**Required action:**
Every line below should come back exactly as written, though the pictures stay out.

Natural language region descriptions
____
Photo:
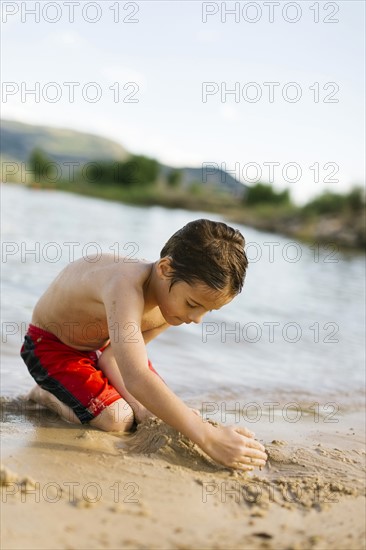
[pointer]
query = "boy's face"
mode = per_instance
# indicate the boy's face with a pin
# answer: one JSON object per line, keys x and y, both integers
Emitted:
{"x": 186, "y": 303}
____
**Solution below:**
Photo:
[pointer]
query = "boy's face"
mode = per_instance
# indicate the boy's face with a pin
# answer: one JSON object per line, keys x and y, both integers
Emitted:
{"x": 186, "y": 303}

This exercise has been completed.